▸ To do
Could you echo the listing below back to me, line for line, with nothing changed?

** START OF Records to use **

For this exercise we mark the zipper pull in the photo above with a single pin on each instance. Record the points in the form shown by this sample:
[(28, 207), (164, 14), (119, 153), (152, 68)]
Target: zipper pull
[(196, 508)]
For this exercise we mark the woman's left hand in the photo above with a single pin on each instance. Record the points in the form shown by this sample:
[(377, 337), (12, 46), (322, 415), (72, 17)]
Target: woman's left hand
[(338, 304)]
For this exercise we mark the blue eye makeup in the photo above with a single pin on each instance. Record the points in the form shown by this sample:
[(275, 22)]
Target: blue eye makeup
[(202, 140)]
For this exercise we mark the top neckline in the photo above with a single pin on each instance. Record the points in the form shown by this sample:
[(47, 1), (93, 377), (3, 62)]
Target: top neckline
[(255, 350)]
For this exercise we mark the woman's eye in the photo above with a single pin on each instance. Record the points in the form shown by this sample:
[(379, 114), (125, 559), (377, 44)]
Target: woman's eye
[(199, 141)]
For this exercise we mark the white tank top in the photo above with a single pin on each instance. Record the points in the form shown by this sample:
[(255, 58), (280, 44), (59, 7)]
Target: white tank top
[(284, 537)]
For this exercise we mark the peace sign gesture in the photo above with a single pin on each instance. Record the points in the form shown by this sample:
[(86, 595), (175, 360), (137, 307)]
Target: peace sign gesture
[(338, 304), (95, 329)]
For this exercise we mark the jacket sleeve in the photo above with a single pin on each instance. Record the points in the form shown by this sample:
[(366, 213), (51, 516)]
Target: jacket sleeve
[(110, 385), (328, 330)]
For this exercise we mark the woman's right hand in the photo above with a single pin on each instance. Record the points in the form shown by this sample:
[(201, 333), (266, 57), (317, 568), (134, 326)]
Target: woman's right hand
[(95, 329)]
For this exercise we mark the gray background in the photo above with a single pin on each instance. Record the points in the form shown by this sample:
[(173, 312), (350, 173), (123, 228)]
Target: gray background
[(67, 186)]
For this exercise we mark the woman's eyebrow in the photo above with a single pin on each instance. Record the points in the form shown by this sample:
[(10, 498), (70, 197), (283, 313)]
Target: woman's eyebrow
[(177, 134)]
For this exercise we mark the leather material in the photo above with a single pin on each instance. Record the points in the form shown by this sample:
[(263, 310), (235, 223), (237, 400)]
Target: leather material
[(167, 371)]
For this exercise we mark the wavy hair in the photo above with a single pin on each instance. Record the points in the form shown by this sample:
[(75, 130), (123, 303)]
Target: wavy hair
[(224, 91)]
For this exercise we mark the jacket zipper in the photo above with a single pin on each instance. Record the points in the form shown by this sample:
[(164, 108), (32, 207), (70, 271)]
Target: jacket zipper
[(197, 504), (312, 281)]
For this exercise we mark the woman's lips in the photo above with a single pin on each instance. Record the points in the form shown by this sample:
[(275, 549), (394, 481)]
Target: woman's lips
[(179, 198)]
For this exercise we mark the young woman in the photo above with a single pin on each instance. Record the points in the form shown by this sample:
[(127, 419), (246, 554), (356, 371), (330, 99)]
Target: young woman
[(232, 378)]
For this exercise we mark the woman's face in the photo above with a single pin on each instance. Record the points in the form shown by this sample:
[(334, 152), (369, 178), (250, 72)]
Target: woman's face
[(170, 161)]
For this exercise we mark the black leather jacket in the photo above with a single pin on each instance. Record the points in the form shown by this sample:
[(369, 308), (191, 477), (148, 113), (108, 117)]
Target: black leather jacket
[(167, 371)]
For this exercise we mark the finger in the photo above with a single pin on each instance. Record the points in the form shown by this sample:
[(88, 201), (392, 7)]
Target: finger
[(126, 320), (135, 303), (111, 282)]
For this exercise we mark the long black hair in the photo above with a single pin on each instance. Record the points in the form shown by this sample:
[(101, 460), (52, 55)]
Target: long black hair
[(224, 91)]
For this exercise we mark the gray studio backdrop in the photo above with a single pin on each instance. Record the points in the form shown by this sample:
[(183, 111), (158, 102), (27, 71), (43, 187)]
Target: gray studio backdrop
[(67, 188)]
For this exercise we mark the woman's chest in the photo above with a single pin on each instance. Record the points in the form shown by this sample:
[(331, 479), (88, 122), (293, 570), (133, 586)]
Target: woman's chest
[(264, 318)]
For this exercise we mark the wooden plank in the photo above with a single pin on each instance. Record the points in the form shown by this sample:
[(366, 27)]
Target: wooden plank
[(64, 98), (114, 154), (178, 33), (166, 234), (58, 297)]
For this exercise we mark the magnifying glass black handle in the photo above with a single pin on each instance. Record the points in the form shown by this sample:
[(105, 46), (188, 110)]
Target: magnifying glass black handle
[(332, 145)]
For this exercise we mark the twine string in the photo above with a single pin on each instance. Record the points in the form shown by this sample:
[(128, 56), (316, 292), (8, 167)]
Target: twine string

** END OF Records to use **

▸ Exercise output
For this exercise we mark the zipper pull in the photo above with a single pin on each instance. Record the points in the form shown by this sample:
[(28, 207), (164, 14), (119, 153), (152, 68)]
Target: zipper pull
[(196, 508)]
For this exercise we mark the woman's left hand in the photo above with a single pin on each instance. Record the points in the form shown by this sample:
[(377, 337), (12, 46), (322, 415), (72, 17)]
Target: woman's left hand
[(338, 304)]
For this exercise we mark the blue eye makeup in the photo above with a single pin on each instance. Record the points in the form shown by this sample:
[(275, 22)]
Target: blue eye makeup
[(202, 140)]
For this exercise we mark the top neckline in the photo above with a single pin on each instance. Record the points in the form shown by this sample:
[(47, 1), (93, 377), (3, 62)]
Target: top neckline
[(255, 350)]
For this exercise we mark the woman's eye in the photo above with a single pin on each instance. Record the points in the form shown by this sample:
[(379, 114), (125, 559), (377, 44)]
Target: woman's eye
[(199, 141)]
For this exercise we mark the white tank top in the photo above with a single pin on each instance. Record the points in the form shown by this sample:
[(255, 58), (280, 44), (59, 7)]
Target: white tank top
[(284, 537)]
For this exercise we mark the peace sign gesture in the photo above with a single pin on each instance. Record the points in the form shown by this sample:
[(86, 595), (175, 360), (137, 307)]
Target: peace sign gesture
[(338, 304), (95, 329)]
For this exercise we mark the jacket sleeve in the photo above with a single pin on each instance. Record the points in the form shown by this sample:
[(366, 213), (51, 516)]
Target: jacket sleeve
[(110, 385), (328, 330)]
For this exercise we mark the woman's right hand in the photo above with a single pin on each instance. Record the points in the form shown by this sample:
[(201, 333), (266, 57), (317, 568), (134, 326)]
Target: woman's right hand
[(95, 329)]
For this exercise we mark the gray background in the photo above with a single pin on each instance. Record the points in the form shown by this sample:
[(173, 312), (350, 173), (123, 228)]
Target: gray background
[(67, 186)]
For this exercise we mark the woman's eyebrow in the photo above with a single pin on each instance. Record the points in the form shown by this sample:
[(10, 498), (70, 197), (283, 313)]
Target: woman's eyebrow
[(177, 134)]
For this exercise we mark the leather material in the photo above with a single pin on each instance. Record the points in the form shown by this sample:
[(263, 310), (235, 223), (237, 400)]
Target: leather material
[(167, 371)]
For this exercise we mark the wavy hair in the photo above with a single pin on each instance. Record the points in the form shown by this sample:
[(75, 130), (123, 303)]
Target: wavy hair
[(224, 91)]
For this exercise we mark the jacket zipper in the photo above with a single pin on each instance. Record the points in the form shown by this sample:
[(164, 108), (32, 207), (70, 271)]
Target: jacket zipper
[(197, 504), (312, 281)]
For this exercise we mark the woman's lips in the photo above with a single pin on each instance. Record the points in the form shown by this sample:
[(275, 549), (394, 481)]
Target: woman's lips
[(179, 198)]
For this exercise we mark the young woman in the photo above with a single pin on each instance. Record the points in the form shown by this sample:
[(127, 419), (246, 554), (356, 371), (330, 99)]
Target: young woman
[(232, 378)]
For this exercise we mark the woman's face in the photo above with a single pin on each instance. Record the points in the form shown by this sample:
[(334, 152), (369, 178), (250, 72)]
Target: woman's face
[(170, 161)]
For this exercise we mark the black leather jacket in the photo above with a single pin on each instance. Record the points in the form shown by this sample:
[(369, 308), (191, 477), (148, 113), (108, 117)]
Target: black leather jacket
[(167, 371)]
For this exercise we mark the finger in the photo above with a single pin on each instance. Record the points in the form shown by this sample:
[(88, 201), (392, 7)]
Target: finger
[(126, 320), (135, 303), (111, 282)]
For this exercise we mark the long black hair in the photo above with a single pin on each instance. Record the points in the form shown by this sample:
[(101, 460), (52, 55)]
Target: long black hair
[(224, 91)]
For this exercise we mark the gray studio backdrop in the photo above with a single pin on each instance. Record the points in the form shown by this sample:
[(183, 111), (158, 102), (27, 71), (43, 187)]
Target: gray studio backdrop
[(67, 188)]
For this exercise we mark the woman's chest in the photo above with a single pin on each instance. Record the points in the form shown by this sample:
[(331, 479), (88, 122), (293, 570), (133, 586)]
Target: woman's chest
[(264, 318)]
For this exercise we mark the wooden plank in the photo above with a single pin on each instance. Record the points in the form shown by this sample:
[(366, 27)]
Target: wooden plank
[(64, 98), (114, 154), (178, 33), (166, 234), (58, 297)]
For this exercise we mark the magnifying glass black handle in the photo above with a single pin on each instance. Record the points in the form shown by this sample:
[(105, 46), (188, 110)]
Target: magnifying glass black handle
[(332, 145)]
For this exercise we mark the twine string in the photo above with a single pin on each instance. Record the points in the form shown by this sample:
[(128, 56), (316, 292), (8, 167)]
Target: twine string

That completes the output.